- Exercícios:
a – Segundo o texto sobre o AI-5, em que data o Ato Institucional nº 5 foi baixado?
b – Copie do texto sobre o AI-5 tudo o que vai desde "Publicado 19/12/2018 01:35" até "sejam corruptos confessos.".

- Trecho selecionado:

####################

Publicado 19/12/2018 01:35
As nossas elites não suportam governos que se atrevam a promover políticas públicas para reduzir desigualdades sociais e queiram um país democrático e soberano, permitindo aos que vem de baixo galgar alguns poucos degraus e desenvolvimento independente do Brasil. Odeiam os pobres e já teriam se mudado para os Estados Unidos se pudessem sonegar impostos lá como fazem aqui.
As elites dominantes se articulam com as forças armadas para perpetrar golpes de estado contra a democracia: foi assim com Getúlio (1954); Jango (1964); Dilma (2016) e com a prisão de Lula (2017), líder de todas as pesquisas eleitorais. A desculpa é sempre a mesma: ameaça do fantasma do “comunismo” e o combate à corrupção, mesmo que os golpistas sejam corruptos confessos.
No caso do golpe civil e militar de primeiro de abril de 1964, como houve resistência da sociedade contra o arbítrio, recrudesceram ainda mais a ditadura, institucionalizando a tortura através do Ato Institucional nº 5 (AI 5), baixado em 13 de dezembro de 1968, durante o governo do general Costa e Silva, e que vigorou por dez anos, até dezembro de 1978.
O ano de 1968 foi emblemático, varreu o mundo com movimentos pelas liberdades civis e contra a política e os costumes tradicionais. Infelizmente, os limites destas mal traçadas linhas não permitem discutir com maior profundidade o que estava ocorrendo no cenário internacional. Mas foi uma época de grandes protestos na Europa, sobretudo da juventude e de trabalhadores na França, e nos Estados Unidos, quando Martin Luther King foi assassinado.
Por aqui, o objetivo era calar os artistas, intelectuais, estudantes, brasileiros (as) que lutavam pela democracia e pela soberania do país. Embora a ditadura controlasse os meios de comunicação, particularmente a televisão, era no cinema, no teatro e na música que se proliferavam diversas formas de protesto, além das ruas, é claro. Em 1968, a consciência dos trabalhadores, da juventude e de setores da classe média foi embalada pela estreia da peça “Roda Viva”, de Chico Buarque, pelo lema “É proibido proibir”, da música de Caetano Veloso, e “Pra não dizer que não falei de flores”, de Geraldo Vandré.
O movimento estudantil, especialmente nas universidades, participou mais ativamente dos protestos contra o regime militar depois do assassinato do estudante Edson Luís, quando da realização de um ato pacífico. Posteriormente, durante uma manifestação de estudantes na frente da embaixada dos EUA, em um ataque violento ao extremo, 28 pessoas foram mortas, provavelmente para dar uma demonstração de força contra a juventude brasileira e de subserviência aos interesses norte americanos.
Os metalúrgicos de Osasco fizeram a primeira grande greve depois de 1964, e instituições que haviam apoiado o golpe, como a Igreja e a OAB, em defesa dos direitos humanos, começam a criticar a ditadura.

####################

- Itens armazenados de uma coleção:
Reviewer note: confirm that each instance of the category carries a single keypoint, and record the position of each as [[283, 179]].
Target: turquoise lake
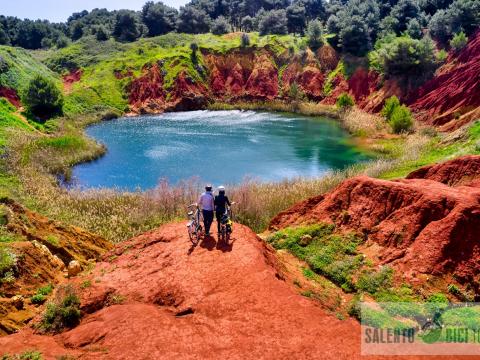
[[220, 147]]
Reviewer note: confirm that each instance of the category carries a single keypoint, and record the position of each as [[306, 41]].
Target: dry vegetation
[[118, 215]]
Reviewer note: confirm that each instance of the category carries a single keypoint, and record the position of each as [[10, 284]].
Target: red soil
[[11, 95], [147, 90], [71, 78], [454, 92], [422, 226], [464, 170], [213, 301]]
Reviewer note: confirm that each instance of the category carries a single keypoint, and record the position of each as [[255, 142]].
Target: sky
[[60, 10]]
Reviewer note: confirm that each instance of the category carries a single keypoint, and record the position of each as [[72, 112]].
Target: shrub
[[273, 22], [314, 33], [42, 97], [401, 119], [221, 26], [245, 40], [459, 41], [62, 313], [345, 101], [371, 282], [8, 262], [441, 56], [404, 56], [102, 33], [390, 104]]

####################

- Respostas esperadas:
a – Em 13 de dezembro de 1968.

b –
Publicado 19/12/2018 01:35
As nossas elites não suportam governos que se atrevam a promover políticas públicas para reduzir desigualdades sociais e queiram um país democrático e soberano, permitindo aos que vem de baixo galgar alguns poucos degraus e desenvolvimento independente do Brasil. Odeiam os pobres e já teriam se mudado para os Estados Unidos se pudessem sonegar impostos lá como fazem aqui.
As elites dominantes se articulam com as forças armadas para perpetrar golpes de estado contra a democracia: foi assim com Getúlio (1954); Jango (1964); Dilma (2016) e com a prisão de Lula (2017), líder de todas as pesquisas eleitorais. A desculpa é sempre a mesma: ameaça do fantasma do “comunismo” e o combate à corrupção, mesmo que os golpistas sejam corruptos confessos.